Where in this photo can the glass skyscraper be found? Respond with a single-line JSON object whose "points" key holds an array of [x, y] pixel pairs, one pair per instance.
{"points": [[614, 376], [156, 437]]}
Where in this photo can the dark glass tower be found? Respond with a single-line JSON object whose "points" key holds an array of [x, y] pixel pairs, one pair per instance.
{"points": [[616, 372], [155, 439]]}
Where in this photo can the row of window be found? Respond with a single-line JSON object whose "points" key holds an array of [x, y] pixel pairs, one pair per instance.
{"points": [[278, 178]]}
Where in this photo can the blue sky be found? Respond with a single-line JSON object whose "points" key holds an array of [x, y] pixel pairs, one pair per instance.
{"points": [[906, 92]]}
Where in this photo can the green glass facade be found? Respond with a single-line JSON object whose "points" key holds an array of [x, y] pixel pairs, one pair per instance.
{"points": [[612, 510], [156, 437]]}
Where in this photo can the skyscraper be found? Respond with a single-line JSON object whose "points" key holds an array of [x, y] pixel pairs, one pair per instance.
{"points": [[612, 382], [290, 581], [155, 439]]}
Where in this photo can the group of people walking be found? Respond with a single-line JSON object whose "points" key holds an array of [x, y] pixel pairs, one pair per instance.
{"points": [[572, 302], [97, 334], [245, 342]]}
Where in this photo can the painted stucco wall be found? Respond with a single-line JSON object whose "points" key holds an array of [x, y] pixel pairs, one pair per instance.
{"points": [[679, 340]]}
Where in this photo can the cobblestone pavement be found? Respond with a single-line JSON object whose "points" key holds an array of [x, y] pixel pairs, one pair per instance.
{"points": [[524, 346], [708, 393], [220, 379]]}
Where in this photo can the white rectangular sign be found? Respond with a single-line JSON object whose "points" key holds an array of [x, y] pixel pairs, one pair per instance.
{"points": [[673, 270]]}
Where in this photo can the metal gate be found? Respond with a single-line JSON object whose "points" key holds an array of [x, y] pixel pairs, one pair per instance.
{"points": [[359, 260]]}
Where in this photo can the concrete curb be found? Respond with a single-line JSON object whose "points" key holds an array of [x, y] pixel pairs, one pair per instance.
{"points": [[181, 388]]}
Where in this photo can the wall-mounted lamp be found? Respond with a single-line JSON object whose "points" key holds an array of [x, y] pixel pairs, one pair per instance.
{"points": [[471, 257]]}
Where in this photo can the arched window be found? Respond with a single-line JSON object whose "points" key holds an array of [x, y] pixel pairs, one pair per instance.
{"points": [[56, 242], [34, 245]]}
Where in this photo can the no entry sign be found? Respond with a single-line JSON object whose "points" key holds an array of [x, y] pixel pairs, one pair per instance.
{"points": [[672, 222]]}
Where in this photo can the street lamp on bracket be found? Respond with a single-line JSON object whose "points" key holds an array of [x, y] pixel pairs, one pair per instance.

==============================

• INSTRUCTIONS FOR THE TASK: Please copy out the lines from the one containing "Where in this photo can the wall-mounted" through the last line, both included, and increase every coordinate in the answers by 70, leaving everything else unchanged.

• TASK SOLUTION:
Where in this photo can the wall-mounted lamp be found? Respond with a single-line JSON object whose "points" key holds an array of [x, y] pixel pairs, one pair per instance.
{"points": [[541, 327]]}
Where in this photo can the arched window be found? Respond with a single-line JSON object whose "points" key holds an array of [x, y] pixel pairs, one pair per instance.
{"points": [[126, 312], [104, 315]]}
Where in this photo can the no entry sign be found? Respond with a single-line JSON object whose "points" key holds an array of [x, y] pixel pairs, one pair per instance.
{"points": [[742, 292]]}
Where in this photo can the street lamp on bracket be found? Respond with a single-line JSON object whose "points" key holds an array of [x, y] pixel pairs, one pair per instance.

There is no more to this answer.